> Text for analysis
[Start of Attachment]
I couldn’t leave Aus without seeing its two greatest natural icons, Uluru (Ayers Rock- the white man’s name) and the Great Barrier Reef. In September, I flew out to Uluru (via Alice Springs) to meet up with Lena, another Canadian from Toronto. Proof that it’s a small world? Lena met my friend Andrea in the TO airport on their way to Aus for school (Lena goes to Macquarie, in the Sydney suburbs), then I met Andrea here in Melb via the Victorian Consortium for Public Health. Then I discovered Lena was on the UofT fencing team with Alison, my high school best friend. Anyways, we stayed at the Outback Pioneer Lodge in Yulara, the closest town to Uluru. The very annoying thing about Uluru is that there is only player in town when it comes to accommodation; all 5 types of accommodation are owned by the same group and as a result, they are incredibly expensive. The OPL was the cheapest, it’s partnered with the YHA (the chain of hostels that I usually stay with) but the rates are still above average for a hostel. Particularly when it was advertised as a 4 person room and turned out to be a 20-person dorm with “dividing walls”. Unfortunately, that was our only option as we wanted to do the Anangu Aboriginal tours to watch the sunrise at Uluru. It’s a tour company run by Aboriginals, and provides a unique experience (hopefully that little promo will help to assuage my social conscience). It really was a cool experience, the tour itself was only 2km and was given in Pitjantjara (one of the dialects in the area), then translated into English. Alwyn, our tour guide, explained all of the plants and their uses. He also disturbed a fire ant nest (i think it was fire ant- if you get stung, the initial pain hurts like hell and doesn’t stop for a couple of days) as a demonstration…We got to try a spear throw, and a fly flew into my mouth.

There was also an afternoon walk at Kata Tjuta (“many heads”) but that was run by AATKings, one of the major tour operators (seriously, at the OPL pickup area, almost all the buses were AATKings, including the airport shuttle). While interesting in itself, it definitely wasn’t the intimate experience of that morning’s walk. It did however, take us to watch the sunset back at Uluru, where people watch the rock change colour. I would have preferred to see the sunset from the other side, I do like a good dramatic silhouette of the setting sun. It turns out it actually does rain in the Outback, and our Night Sky Show to see the stars was cancelled due to cloud cover.
[End of Attachment]
Reproduce the passage from the Uluru travel account, starting at "There was also" and ending at "to cloud cover.". The records that follow have no connection to the travel account above.

> Excerpted data
[Start of Attachment]
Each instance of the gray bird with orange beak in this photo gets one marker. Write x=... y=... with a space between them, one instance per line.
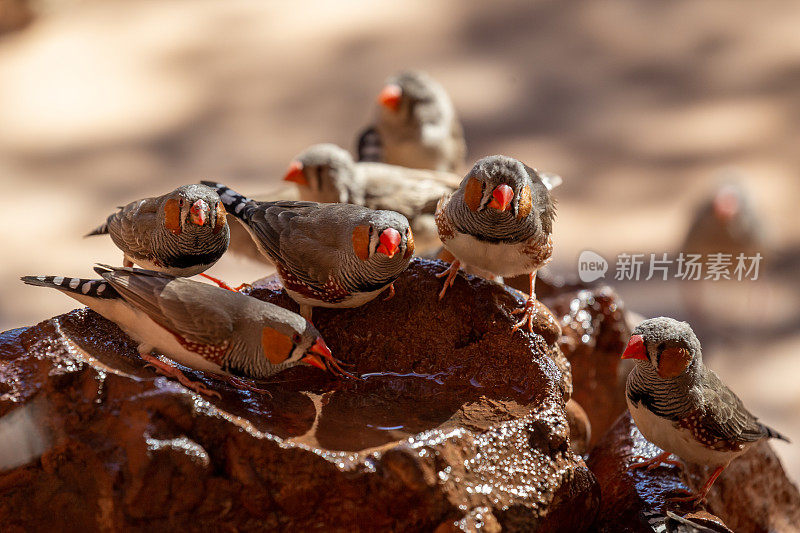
x=327 y=255
x=416 y=126
x=683 y=407
x=182 y=233
x=197 y=325
x=500 y=220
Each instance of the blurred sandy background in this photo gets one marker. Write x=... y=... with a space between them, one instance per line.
x=638 y=105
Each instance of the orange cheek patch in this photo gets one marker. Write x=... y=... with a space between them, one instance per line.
x=220 y=222
x=524 y=205
x=473 y=194
x=409 y=244
x=172 y=216
x=361 y=242
x=277 y=346
x=673 y=362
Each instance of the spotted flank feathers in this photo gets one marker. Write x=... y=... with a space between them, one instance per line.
x=370 y=147
x=97 y=288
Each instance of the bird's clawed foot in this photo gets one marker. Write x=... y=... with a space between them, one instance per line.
x=243 y=385
x=390 y=290
x=172 y=372
x=451 y=273
x=222 y=285
x=529 y=312
x=654 y=462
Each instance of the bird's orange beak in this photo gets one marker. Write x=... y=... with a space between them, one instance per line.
x=315 y=355
x=390 y=240
x=390 y=97
x=635 y=349
x=501 y=197
x=295 y=174
x=198 y=213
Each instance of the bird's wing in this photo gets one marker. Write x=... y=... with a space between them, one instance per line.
x=132 y=226
x=369 y=146
x=302 y=237
x=725 y=416
x=197 y=311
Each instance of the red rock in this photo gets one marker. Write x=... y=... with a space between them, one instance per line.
x=457 y=423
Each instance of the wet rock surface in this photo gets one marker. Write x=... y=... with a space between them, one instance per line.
x=752 y=495
x=456 y=424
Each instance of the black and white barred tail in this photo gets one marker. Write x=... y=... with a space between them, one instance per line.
x=235 y=203
x=370 y=147
x=97 y=288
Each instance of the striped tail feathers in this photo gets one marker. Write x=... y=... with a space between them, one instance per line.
x=97 y=288
x=234 y=202
x=369 y=146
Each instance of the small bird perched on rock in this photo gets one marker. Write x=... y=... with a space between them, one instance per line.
x=683 y=407
x=200 y=326
x=327 y=255
x=500 y=220
x=327 y=173
x=181 y=233
x=416 y=126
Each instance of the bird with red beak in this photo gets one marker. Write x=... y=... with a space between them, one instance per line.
x=416 y=126
x=181 y=233
x=500 y=220
x=682 y=406
x=294 y=174
x=327 y=255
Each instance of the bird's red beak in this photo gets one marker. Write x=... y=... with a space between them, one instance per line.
x=635 y=349
x=198 y=213
x=390 y=97
x=295 y=174
x=501 y=197
x=390 y=240
x=315 y=355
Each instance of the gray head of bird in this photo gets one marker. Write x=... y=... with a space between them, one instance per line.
x=287 y=339
x=666 y=346
x=325 y=170
x=193 y=208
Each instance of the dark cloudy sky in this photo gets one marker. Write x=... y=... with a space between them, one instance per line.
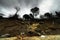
x=7 y=6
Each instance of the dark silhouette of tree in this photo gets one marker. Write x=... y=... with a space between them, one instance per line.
x=34 y=10
x=48 y=15
x=32 y=17
x=15 y=16
x=26 y=17
x=57 y=14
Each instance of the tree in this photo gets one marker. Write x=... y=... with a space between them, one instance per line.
x=1 y=15
x=48 y=15
x=15 y=16
x=32 y=17
x=35 y=10
x=26 y=17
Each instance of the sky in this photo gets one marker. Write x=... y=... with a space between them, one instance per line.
x=7 y=7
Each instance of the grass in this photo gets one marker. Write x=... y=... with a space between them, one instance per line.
x=47 y=37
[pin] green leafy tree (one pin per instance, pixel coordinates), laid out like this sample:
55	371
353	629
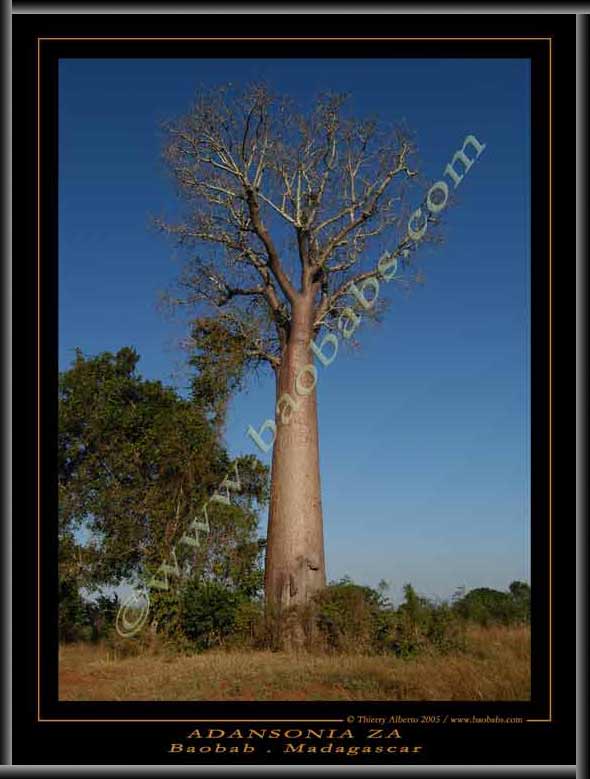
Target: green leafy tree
285	210
136	464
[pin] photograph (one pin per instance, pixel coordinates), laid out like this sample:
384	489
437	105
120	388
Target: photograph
291	438
294	379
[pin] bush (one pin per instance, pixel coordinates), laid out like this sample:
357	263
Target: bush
350	617
209	613
492	607
420	625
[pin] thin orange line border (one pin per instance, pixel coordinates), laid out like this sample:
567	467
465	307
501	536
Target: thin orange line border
550	235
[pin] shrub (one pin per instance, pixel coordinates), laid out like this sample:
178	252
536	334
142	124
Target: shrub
209	613
350	617
492	607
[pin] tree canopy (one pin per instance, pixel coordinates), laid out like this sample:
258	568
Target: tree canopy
281	205
136	462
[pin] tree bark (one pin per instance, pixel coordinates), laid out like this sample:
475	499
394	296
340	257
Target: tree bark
295	565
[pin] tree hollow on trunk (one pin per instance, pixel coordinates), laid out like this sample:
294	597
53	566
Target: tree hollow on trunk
295	565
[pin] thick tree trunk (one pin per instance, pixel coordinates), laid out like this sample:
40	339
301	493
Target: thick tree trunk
295	567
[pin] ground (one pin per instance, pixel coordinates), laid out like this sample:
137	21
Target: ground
496	666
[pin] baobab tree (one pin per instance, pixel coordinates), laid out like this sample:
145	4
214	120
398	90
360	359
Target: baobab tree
284	212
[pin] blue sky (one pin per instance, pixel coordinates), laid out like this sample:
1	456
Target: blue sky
424	432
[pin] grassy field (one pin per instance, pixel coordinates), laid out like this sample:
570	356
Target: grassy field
496	666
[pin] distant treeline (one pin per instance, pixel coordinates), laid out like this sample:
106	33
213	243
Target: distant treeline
344	618
136	462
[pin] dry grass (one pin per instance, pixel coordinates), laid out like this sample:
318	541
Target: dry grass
496	666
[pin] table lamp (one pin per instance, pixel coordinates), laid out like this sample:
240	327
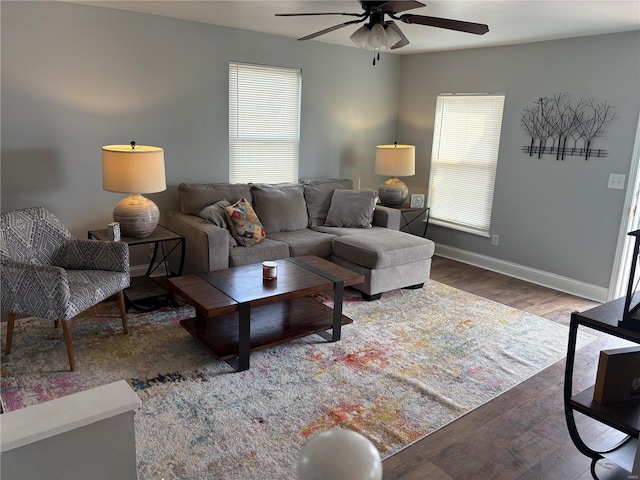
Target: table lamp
134	169
394	161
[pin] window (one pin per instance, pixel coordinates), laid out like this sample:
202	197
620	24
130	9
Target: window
466	137
264	123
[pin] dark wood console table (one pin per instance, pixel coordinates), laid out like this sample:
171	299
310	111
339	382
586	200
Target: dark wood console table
623	416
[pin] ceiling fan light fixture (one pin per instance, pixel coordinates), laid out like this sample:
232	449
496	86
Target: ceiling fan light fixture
361	36
392	37
377	36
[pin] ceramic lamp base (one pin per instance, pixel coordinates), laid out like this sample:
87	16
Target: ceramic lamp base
393	192
138	216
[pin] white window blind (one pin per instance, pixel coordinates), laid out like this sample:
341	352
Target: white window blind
264	123
466	137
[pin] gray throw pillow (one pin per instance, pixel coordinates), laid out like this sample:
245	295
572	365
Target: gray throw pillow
217	215
280	207
351	208
318	192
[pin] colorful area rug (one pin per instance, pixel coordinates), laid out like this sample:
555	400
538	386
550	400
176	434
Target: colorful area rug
409	364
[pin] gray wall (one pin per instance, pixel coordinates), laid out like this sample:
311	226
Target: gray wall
554	216
77	77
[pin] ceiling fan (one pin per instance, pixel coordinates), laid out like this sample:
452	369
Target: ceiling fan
379	33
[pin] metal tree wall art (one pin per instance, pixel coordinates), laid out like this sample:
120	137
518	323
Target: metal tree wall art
556	126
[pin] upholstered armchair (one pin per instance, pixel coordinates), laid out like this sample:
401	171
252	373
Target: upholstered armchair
46	273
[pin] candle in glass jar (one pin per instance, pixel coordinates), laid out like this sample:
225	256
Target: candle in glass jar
269	270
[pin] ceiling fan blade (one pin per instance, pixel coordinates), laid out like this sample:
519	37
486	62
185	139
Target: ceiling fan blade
468	27
331	29
314	14
403	40
397	6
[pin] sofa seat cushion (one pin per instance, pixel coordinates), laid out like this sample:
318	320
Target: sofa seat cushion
318	193
267	249
342	231
280	207
382	248
305	242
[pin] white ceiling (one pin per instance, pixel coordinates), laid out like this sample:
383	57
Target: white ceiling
510	21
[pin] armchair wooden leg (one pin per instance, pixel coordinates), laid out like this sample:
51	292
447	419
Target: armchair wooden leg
11	318
123	312
69	345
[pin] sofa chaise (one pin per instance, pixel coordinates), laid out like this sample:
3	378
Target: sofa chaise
323	217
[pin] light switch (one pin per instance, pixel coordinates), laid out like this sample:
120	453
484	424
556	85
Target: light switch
[End of Attachment]
> Response
There was also an afternoon walk at Kata Tjuta (“many heads”) but that was run by AATKings, one of the major tour operators (seriously, at the OPL pickup area, almost all the buses were AATKings, including the airport shuttle). While interesting in itself, it definitely wasn’t the intimate experience of that morning’s walk. It did however, take us to watch the sunset back at Uluru, where people watch the rock change colour. I would have preferred to see the sunset from the other side, I do like a good dramatic silhouette of the setting sun. It turns out it actually does rain in the Outback, and our Night Sky Show to see the stars was cancelled due to cloud cover.